RECORDS FOR THIS EXERCISE
++++
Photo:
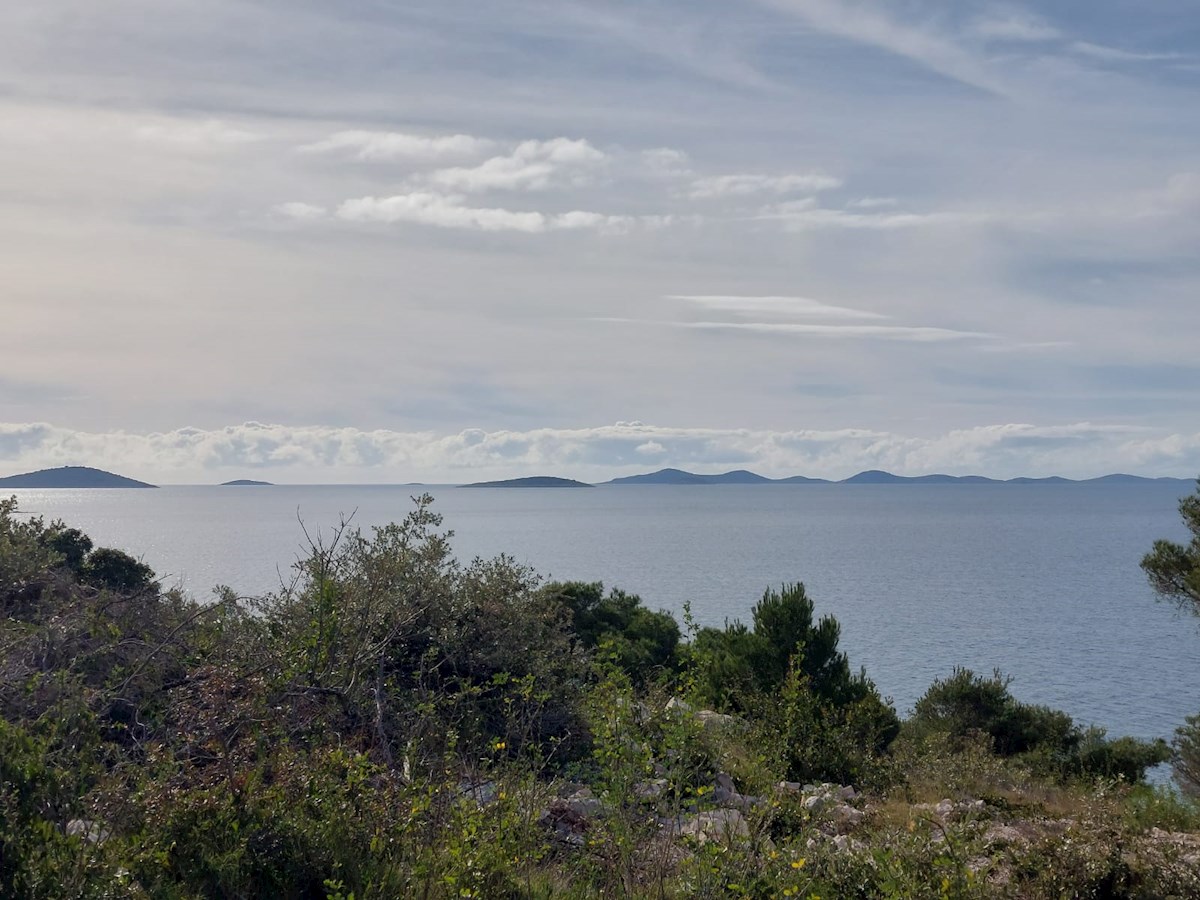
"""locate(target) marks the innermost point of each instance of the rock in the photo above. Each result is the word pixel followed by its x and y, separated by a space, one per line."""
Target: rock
pixel 583 803
pixel 677 705
pixel 485 792
pixel 719 825
pixel 845 816
pixel 651 790
pixel 1003 834
pixel 845 844
pixel 91 832
pixel 711 719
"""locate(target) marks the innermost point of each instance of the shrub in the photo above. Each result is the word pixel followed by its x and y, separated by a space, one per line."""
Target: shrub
pixel 642 642
pixel 1047 739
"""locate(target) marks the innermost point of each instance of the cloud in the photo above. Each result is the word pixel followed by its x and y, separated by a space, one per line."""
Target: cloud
pixel 1114 54
pixel 389 145
pixel 1017 27
pixel 873 203
pixel 666 161
pixel 531 166
pixel 211 132
pixel 313 453
pixel 792 306
pixel 881 333
pixel 747 185
pixel 923 45
pixel 451 211
pixel 300 211
pixel 808 214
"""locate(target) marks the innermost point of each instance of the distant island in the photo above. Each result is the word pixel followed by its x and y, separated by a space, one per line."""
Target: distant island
pixel 871 477
pixel 534 481
pixel 73 477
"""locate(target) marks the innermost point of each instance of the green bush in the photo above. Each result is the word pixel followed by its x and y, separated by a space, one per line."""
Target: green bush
pixel 642 642
pixel 1045 739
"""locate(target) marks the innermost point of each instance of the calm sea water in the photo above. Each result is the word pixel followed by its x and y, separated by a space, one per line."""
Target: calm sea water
pixel 1038 581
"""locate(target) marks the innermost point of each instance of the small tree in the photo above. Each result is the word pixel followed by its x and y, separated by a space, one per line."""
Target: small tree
pixel 1174 569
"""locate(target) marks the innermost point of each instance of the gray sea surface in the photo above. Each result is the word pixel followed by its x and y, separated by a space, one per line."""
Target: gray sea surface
pixel 1039 581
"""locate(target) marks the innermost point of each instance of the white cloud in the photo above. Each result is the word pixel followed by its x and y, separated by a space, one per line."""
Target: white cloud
pixel 810 215
pixel 745 185
pixel 439 210
pixel 191 133
pixel 1114 54
pixel 451 211
pixel 666 161
pixel 882 333
pixel 531 166
pixel 1017 27
pixel 312 453
pixel 300 211
pixel 387 145
pixel 873 203
pixel 923 45
pixel 793 306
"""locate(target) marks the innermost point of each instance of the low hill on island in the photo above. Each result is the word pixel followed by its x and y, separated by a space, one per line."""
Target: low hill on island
pixel 871 477
pixel 533 481
pixel 73 477
pixel 677 477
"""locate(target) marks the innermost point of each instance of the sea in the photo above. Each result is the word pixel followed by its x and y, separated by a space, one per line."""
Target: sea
pixel 1037 581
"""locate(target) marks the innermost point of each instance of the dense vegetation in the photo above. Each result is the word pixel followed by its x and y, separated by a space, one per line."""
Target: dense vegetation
pixel 396 724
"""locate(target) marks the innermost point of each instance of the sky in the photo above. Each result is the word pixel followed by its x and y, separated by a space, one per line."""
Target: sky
pixel 432 240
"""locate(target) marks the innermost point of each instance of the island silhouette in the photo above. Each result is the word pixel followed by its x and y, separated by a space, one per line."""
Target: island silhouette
pixel 75 477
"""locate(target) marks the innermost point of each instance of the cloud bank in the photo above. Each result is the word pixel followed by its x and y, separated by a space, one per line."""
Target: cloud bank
pixel 319 454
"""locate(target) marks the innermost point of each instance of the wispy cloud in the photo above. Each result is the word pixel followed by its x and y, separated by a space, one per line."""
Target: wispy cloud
pixel 389 145
pixel 1015 27
pixel 1115 54
pixel 210 132
pixel 787 306
pixel 745 185
pixel 880 333
pixel 809 215
pixel 300 211
pixel 531 166
pixel 595 453
pixel 451 211
pixel 868 24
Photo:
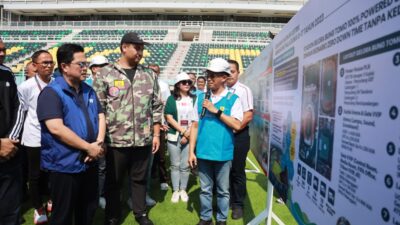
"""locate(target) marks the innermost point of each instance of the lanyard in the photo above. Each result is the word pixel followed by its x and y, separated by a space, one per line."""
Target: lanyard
pixel 37 82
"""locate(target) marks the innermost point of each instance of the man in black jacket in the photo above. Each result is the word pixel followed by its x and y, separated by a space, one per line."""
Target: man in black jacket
pixel 10 166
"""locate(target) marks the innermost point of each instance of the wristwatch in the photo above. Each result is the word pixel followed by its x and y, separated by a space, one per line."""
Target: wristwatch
pixel 218 114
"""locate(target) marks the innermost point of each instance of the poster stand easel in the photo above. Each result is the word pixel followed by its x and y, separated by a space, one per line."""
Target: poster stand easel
pixel 267 213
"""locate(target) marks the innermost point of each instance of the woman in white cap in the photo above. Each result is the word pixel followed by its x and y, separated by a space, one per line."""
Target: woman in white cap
pixel 178 113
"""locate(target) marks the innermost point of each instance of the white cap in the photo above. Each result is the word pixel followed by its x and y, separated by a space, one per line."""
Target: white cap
pixel 182 76
pixel 219 65
pixel 98 60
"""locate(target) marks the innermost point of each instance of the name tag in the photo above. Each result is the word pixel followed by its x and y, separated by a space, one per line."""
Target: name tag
pixel 119 84
pixel 184 123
++++
YOUR INSTRUCTIONS
Where an entry contains an image, skip the image and write out the rest exactly.

OUTPUT BELOW
Photo:
"""locate(target) marks the innermost point of each instance of the rock in the photo above. Each result is the word pixel followed by its x and y, separated by a space, one per line."""
Target: rock
pixel 583 803
pixel 677 705
pixel 485 792
pixel 719 825
pixel 845 816
pixel 651 790
pixel 1003 834
pixel 845 844
pixel 91 832
pixel 711 719
"""locate(target) marks the innermost point of each instance of the shrub in the photo above. Each result is the word pixel followed by its x and y, separated by a space, one per line."""
Target: shrub
pixel 642 642
pixel 1047 739
"""locate(target) marks the innermost point of each instance of the cloud in the photo above. Each result is the word pixel followed by its x and y, separated by a space, one per line."""
Target: cloud
pixel 1114 54
pixel 389 145
pixel 1017 27
pixel 873 203
pixel 666 161
pixel 531 166
pixel 211 132
pixel 313 453
pixel 792 306
pixel 881 333
pixel 747 185
pixel 923 45
pixel 451 211
pixel 300 211
pixel 808 214
"""locate(target) marks the innermost point of each instance of the distant island in the photo above. Each result is the word pixel followed by its x and y, separated by a space, one per line."""
Target: distant island
pixel 871 477
pixel 534 481
pixel 73 477
"""locate(target) marks the innermost point of each instance of the green bush in the photo above. Each result is the word pixel followed by its x and y, separated by a space, one per line."""
Target: green bush
pixel 642 642
pixel 1045 739
"""locate(target) marks the innermost point of each instance of the calm sea water in the photo above. Each result is the word pixel followed by its x and y, separated by a space, one per line."""
Target: calm sea water
pixel 1038 581
"""locate(target) marks the innermost point of each instance of the small tree in the photo above. Each result is the word pixel followed by its x and y, separated by a space, one per line."""
Target: small tree
pixel 1174 569
"""locate(target) marks the innermost point of each instance of the gray sea surface in the photo above. Each result is the word pixel followed by its x and y, separated by a space, one per line."""
Target: gray sea surface
pixel 1039 581
"""locate(target) marks the innermost point of each instance of the white cloud in the photo above. Each result is the word pixel followed by its x and y, separated by a space, one per line."""
Target: white cloud
pixel 810 215
pixel 745 185
pixel 439 210
pixel 191 133
pixel 1114 54
pixel 451 211
pixel 666 161
pixel 882 333
pixel 531 166
pixel 1017 27
pixel 312 453
pixel 300 211
pixel 387 145
pixel 873 203
pixel 923 45
pixel 793 306
"""locate(target) marks the innermost point of each instance of the low hill on island in the photo above. Each result is the word pixel followed by its x and y, separated by a space, one per line."""
Target: low hill on island
pixel 871 477
pixel 533 481
pixel 73 477
pixel 677 477
"""locate(target) marks the innermost point of each instance of the sea in the photo above. Each result is the word pixel followed by its x and y, separated by a space, one per line."""
Target: sea
pixel 1037 581
"""locate(target) marks the innermost point of each instance of the dense vegetation in the photo above. Each result is the word pixel followed by its x and y, separated by a space, one per line."""
Target: dense vegetation
pixel 396 724
"""locate(target) marks the innermost point of each instance of the sky in the photo above. Each result is the word pixel followed by its x and y, separated by a space, one per line."""
Target: sky
pixel 432 240
"""locate(target) marks the innermost point of each instance of the island silhouette in the photo above. Each result is the word pixel followed by its x and y, separated by a space, one per line."""
Target: island silhouette
pixel 75 477
"""locate(target) marks the innermost point of each instance of the cloud bank in the photo above. Each result is the word pixel followed by its x and y, separated by a space, one per line."""
Target: cloud bank
pixel 319 454
"""locate(target) marks the innermost point of each instance of the wispy cloud in the photo above. Each result is the word pixel followed by its x and y, separated by a space, one per line."""
Target: wispy cloud
pixel 389 145
pixel 1015 27
pixel 1115 54
pixel 210 132
pixel 787 306
pixel 745 185
pixel 880 333
pixel 809 215
pixel 300 211
pixel 531 166
pixel 595 453
pixel 451 211
pixel 868 24
Photo:
"""locate(target) marks the innermost point of each instance of the lanyard in the photo above. Each result is the word pixel followed by its x and y, separated by a space, one per line."""
Target: lanyard
pixel 37 82
"""locate(target) marks the innermost point of each instance of the man in black jacket in the photo above. Each result is the word pixel followed by its x and y, separated by a space, one per line."""
Target: man in black jacket
pixel 10 166
"""locate(target) marks the innermost point of each instance of the wristwatch in the photo above. Each result is the word pixel followed by its x and y, separated by a space, one per line."""
Target: wristwatch
pixel 218 114
"""locate(target) marks the innermost point of each instance of the poster stand easel in the photo above. Each result is the word pixel followed by its x and y, separated by a space, one per line."""
Target: poster stand easel
pixel 267 213
"""locate(target) marks the innermost point of each instance of the woman in white cap in the photo above. Each result is the word pixel followed by its x and y, separated by a space, one per line."""
Target: woman in white cap
pixel 178 113
"""locate(target) marks the innermost point of each instance of the white cap in the photo above. Each result is the word pixel followed by its x and y, separated by a space, one per line."""
Target: white cap
pixel 182 76
pixel 219 65
pixel 98 60
"""locate(target) marks the innermost point of each instance of the name tag in the photo above. Each result is the word pixel followed by its x and y, separated by a space, one per line."""
Target: name tag
pixel 119 84
pixel 184 123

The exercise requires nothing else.